* _Written instruction_
Please print the records below word for word, from their first line up to and including the line that contains "747,570 -> 832,642".

* _Records_
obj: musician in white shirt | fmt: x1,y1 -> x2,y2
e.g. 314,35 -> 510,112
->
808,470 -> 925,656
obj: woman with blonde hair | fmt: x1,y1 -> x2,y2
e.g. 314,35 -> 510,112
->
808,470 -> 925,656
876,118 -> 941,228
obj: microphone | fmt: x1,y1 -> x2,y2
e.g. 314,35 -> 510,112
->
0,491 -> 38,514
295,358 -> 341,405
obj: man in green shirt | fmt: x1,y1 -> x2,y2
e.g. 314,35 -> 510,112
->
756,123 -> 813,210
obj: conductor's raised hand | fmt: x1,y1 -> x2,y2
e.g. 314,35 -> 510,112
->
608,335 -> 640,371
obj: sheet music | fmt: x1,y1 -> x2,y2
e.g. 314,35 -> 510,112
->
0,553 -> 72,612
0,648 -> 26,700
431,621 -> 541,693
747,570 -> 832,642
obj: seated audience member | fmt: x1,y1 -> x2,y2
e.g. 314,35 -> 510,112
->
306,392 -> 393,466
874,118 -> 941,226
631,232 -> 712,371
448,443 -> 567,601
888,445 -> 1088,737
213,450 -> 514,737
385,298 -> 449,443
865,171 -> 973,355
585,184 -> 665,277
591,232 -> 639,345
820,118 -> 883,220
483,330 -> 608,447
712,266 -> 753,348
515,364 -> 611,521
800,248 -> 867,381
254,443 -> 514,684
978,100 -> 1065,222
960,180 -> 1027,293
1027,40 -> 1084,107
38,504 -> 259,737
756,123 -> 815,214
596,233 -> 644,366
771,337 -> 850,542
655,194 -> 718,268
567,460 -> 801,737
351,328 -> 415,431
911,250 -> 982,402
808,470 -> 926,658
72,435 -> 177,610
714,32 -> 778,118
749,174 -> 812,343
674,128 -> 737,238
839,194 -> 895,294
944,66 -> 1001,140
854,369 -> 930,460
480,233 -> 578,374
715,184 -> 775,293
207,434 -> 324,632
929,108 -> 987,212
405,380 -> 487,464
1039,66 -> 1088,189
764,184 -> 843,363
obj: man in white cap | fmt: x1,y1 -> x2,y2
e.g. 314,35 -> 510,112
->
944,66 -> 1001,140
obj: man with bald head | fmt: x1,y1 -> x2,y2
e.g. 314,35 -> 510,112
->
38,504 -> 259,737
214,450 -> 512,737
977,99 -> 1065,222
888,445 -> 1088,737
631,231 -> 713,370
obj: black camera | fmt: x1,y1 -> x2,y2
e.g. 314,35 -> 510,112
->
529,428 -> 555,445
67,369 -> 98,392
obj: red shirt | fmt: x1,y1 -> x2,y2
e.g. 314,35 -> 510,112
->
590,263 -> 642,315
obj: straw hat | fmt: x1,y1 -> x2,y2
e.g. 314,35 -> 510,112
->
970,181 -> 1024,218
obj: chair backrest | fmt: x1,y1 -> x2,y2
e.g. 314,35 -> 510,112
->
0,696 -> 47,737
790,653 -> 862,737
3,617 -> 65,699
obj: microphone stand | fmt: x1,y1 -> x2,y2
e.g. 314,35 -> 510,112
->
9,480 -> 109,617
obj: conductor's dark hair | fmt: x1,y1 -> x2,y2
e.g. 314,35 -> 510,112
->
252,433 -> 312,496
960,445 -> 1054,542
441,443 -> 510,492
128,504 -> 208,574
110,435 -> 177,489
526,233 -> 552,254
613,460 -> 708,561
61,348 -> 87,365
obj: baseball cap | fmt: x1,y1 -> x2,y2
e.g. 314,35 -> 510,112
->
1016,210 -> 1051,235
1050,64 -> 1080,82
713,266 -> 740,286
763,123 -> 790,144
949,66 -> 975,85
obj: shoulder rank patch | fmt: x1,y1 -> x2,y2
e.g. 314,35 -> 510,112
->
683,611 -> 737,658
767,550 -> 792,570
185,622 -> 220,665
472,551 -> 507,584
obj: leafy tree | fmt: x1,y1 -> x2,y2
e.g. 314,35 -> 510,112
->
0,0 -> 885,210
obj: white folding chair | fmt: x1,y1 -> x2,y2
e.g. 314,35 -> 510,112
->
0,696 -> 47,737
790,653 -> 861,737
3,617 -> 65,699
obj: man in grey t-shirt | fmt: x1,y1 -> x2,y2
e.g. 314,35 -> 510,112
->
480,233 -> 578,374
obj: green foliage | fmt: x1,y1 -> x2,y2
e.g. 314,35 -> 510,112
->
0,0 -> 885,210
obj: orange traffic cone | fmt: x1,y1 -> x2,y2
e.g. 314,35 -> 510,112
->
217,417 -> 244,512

* _Task solution_
obj: musician in white shirt | fmt: x1,y1 -> x2,y2
e.g. 314,35 -> 510,112
->
808,470 -> 925,656
obj: woman with blonde hair | fmt: x1,y1 -> x2,y2
e.g. 314,35 -> 510,112
->
808,470 -> 925,656
876,118 -> 941,228
obj: microphone | fmt: x1,y1 -> x2,y2
e.g. 314,35 -> 510,112
->
0,491 -> 38,514
295,358 -> 341,405
obj: man in green shirt | fmt: x1,y1 -> x2,y2
e.g. 314,35 -> 510,112
->
756,123 -> 813,210
obj: conductor's raised hand | fmt: x1,y1 -> x2,y2
e.g. 314,35 -> 510,112
->
608,335 -> 640,371
obj: sheet music | fmt: x1,y1 -> x2,y2
e.g. 314,35 -> 510,112
->
0,553 -> 72,612
0,648 -> 26,700
431,621 -> 541,693
747,570 -> 832,642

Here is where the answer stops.